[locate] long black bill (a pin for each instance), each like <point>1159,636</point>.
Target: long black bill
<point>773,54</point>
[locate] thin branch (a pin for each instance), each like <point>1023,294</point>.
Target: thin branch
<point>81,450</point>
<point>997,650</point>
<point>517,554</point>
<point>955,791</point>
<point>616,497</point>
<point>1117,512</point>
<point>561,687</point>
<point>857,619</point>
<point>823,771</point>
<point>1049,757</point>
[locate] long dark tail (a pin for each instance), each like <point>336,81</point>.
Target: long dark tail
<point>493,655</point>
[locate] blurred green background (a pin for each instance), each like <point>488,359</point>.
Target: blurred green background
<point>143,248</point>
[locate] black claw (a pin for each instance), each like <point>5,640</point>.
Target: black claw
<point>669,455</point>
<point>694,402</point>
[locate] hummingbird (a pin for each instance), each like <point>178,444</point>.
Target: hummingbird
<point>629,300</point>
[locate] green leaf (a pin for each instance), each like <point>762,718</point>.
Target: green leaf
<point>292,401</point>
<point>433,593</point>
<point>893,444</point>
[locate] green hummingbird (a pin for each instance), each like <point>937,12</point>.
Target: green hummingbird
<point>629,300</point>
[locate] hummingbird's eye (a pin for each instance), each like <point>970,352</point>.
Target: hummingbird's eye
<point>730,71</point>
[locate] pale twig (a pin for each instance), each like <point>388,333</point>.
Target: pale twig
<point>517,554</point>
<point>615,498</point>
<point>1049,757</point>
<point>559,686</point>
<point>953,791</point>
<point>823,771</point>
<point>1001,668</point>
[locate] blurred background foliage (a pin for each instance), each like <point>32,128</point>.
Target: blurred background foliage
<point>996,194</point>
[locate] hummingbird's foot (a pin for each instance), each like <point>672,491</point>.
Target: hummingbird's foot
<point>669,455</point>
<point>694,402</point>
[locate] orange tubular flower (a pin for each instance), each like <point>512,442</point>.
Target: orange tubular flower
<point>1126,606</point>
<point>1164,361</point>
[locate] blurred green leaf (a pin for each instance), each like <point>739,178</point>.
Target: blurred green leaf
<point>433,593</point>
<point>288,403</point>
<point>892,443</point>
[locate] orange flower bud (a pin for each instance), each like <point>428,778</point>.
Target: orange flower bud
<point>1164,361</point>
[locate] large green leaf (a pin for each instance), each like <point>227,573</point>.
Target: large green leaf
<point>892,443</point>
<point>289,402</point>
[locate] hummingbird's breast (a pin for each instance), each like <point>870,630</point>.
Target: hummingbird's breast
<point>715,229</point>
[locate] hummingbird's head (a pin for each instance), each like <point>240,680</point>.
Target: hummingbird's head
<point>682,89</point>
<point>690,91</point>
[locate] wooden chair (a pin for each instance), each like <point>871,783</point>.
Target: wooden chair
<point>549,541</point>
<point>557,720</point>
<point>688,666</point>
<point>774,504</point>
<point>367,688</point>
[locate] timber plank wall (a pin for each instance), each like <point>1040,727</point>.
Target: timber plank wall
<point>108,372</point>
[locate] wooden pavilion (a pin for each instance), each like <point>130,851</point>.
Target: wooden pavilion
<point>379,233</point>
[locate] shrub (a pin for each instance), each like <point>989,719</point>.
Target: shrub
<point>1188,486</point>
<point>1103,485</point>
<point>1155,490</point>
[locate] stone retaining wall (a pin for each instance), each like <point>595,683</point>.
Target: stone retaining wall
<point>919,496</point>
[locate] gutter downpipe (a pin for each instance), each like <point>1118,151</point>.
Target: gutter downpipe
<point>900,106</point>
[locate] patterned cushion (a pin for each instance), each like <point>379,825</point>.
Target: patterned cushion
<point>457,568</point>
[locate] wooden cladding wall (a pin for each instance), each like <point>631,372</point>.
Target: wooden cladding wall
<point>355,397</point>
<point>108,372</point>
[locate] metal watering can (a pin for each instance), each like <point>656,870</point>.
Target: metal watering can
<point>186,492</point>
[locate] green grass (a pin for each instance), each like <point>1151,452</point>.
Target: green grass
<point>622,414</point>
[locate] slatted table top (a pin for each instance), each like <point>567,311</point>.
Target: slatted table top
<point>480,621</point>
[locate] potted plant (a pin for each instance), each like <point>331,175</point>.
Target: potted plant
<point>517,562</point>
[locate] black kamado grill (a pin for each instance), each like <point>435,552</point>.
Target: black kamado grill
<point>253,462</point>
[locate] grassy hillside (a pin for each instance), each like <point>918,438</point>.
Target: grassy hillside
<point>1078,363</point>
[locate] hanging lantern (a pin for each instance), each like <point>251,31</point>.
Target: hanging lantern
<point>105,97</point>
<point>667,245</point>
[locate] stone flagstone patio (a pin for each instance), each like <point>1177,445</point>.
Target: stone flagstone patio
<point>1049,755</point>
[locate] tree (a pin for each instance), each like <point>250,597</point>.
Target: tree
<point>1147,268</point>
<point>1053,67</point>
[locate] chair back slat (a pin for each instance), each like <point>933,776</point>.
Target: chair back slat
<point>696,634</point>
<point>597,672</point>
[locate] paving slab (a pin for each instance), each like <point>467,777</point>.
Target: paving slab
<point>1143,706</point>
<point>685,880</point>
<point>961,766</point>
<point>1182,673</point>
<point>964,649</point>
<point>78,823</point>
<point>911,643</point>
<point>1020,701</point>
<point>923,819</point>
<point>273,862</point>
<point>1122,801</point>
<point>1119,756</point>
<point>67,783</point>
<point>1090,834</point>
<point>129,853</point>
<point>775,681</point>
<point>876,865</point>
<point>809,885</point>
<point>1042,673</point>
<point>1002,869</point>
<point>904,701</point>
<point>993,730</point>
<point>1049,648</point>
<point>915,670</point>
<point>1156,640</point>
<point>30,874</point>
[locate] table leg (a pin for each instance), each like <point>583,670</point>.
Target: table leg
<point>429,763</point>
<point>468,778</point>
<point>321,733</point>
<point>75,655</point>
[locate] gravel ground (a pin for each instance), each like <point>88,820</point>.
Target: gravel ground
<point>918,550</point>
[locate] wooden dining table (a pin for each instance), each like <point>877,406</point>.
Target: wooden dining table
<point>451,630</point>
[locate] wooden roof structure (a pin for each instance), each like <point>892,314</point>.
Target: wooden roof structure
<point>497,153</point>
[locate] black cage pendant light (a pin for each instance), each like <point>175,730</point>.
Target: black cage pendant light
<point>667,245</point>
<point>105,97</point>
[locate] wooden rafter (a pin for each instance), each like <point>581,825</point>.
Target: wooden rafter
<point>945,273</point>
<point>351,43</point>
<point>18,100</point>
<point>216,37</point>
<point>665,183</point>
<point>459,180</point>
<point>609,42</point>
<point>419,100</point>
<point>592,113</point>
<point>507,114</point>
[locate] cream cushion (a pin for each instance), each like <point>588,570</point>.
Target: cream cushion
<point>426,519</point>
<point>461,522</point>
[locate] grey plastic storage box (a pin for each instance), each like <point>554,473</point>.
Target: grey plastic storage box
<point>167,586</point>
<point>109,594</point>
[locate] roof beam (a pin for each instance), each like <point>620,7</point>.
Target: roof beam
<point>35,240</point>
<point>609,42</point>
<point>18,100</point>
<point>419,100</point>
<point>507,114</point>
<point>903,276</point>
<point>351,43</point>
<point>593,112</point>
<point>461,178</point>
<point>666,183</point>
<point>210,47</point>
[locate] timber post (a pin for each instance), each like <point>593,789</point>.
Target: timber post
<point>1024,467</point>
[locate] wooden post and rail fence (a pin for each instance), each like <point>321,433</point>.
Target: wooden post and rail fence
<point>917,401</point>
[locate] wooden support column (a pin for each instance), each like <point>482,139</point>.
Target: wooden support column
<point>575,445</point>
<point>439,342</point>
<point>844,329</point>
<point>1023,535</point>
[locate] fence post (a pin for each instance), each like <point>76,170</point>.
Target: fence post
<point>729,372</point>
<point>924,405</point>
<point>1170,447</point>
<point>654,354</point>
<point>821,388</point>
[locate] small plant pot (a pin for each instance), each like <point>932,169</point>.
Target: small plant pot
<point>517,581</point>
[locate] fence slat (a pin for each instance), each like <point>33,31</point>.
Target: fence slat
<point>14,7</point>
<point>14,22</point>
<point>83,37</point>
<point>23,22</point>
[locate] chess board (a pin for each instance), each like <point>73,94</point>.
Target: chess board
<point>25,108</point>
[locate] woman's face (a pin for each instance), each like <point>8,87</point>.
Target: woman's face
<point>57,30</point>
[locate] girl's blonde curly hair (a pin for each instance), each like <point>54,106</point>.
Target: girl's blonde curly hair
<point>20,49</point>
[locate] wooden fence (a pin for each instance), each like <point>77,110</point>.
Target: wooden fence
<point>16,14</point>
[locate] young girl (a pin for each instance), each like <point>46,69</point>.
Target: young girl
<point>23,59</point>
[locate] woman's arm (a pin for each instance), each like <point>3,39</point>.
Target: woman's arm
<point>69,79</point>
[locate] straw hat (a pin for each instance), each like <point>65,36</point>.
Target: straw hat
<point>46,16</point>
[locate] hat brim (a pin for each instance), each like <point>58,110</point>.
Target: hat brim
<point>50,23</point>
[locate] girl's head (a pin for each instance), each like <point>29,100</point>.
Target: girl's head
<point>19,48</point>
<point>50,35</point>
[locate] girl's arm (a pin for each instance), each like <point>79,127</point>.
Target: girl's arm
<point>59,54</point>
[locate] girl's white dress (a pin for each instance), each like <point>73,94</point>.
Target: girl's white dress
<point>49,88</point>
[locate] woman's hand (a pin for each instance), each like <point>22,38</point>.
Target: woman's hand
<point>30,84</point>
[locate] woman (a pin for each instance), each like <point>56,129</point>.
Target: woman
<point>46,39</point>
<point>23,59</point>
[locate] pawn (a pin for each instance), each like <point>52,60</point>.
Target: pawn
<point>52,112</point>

━━━━━━━━

(What is expected): Write out, word for word, everything from the first of the rows above down to the line containing "<point>493,655</point>", including both of those lines.

(Result of this task):
[locate] long black bill (a pin for each instance), each like <point>1159,636</point>.
Target: long black bill
<point>773,54</point>
[locate] thin branch (a pin for each instance), each like <point>1023,294</point>.
Target: thin branch
<point>81,450</point>
<point>997,650</point>
<point>517,554</point>
<point>955,791</point>
<point>616,497</point>
<point>1117,512</point>
<point>561,687</point>
<point>857,619</point>
<point>823,771</point>
<point>1049,757</point>
[locate] long dark tail (a pin for each instance), each like <point>336,81</point>.
Target: long dark tail
<point>493,655</point>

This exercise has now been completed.